Extracted records:
START

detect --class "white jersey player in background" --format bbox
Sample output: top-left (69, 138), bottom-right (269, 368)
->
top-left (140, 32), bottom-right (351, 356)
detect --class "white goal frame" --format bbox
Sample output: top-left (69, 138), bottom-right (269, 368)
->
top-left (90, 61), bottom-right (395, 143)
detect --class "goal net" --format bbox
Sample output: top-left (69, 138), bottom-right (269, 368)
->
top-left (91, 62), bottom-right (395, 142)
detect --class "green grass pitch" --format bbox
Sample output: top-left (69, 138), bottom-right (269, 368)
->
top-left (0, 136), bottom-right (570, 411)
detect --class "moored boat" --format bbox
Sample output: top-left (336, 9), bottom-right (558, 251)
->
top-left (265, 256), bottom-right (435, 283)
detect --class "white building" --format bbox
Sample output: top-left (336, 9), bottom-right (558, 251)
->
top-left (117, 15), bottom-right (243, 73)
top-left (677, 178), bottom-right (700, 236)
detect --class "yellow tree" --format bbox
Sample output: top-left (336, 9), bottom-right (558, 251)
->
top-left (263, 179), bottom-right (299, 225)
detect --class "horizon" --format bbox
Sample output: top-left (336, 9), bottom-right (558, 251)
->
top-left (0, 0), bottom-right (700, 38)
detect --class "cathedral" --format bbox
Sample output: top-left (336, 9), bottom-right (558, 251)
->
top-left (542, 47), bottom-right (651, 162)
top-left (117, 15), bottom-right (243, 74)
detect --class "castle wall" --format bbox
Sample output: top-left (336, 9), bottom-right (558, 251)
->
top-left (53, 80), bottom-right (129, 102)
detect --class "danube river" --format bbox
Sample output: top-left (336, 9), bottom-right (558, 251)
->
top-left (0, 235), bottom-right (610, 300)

END

Rewrite the items from the first one through the line containing "top-left (265, 256), bottom-right (435, 283)", with the requests included. Scale every coordinate in the answers by 0.3 and round to whole numbers, halves up, but leave the numbers in the requests and their sample outputs unchanged.

ANSWER TO THE EXERCISE.
detect --class "white jersey player in background" --format bbox
Sample output: top-left (69, 138), bottom-right (269, 368)
->
top-left (42, 10), bottom-right (105, 107)
detect --class "white goal frame" --format bbox
Sample output: top-left (69, 138), bottom-right (269, 368)
->
top-left (27, 18), bottom-right (119, 43)
detect --class "goal net" --format bbox
Sample output: top-left (69, 138), bottom-right (269, 368)
->
top-left (27, 19), bottom-right (119, 43)
detect --class "green grass pitch" --format bbox
Sample output: top-left (69, 138), bottom-right (269, 368)
->
top-left (0, 41), bottom-right (171, 123)
detect --class "moored boat" --format bbox
Sample output: top-left (336, 9), bottom-right (558, 251)
->
top-left (80, 77), bottom-right (131, 85)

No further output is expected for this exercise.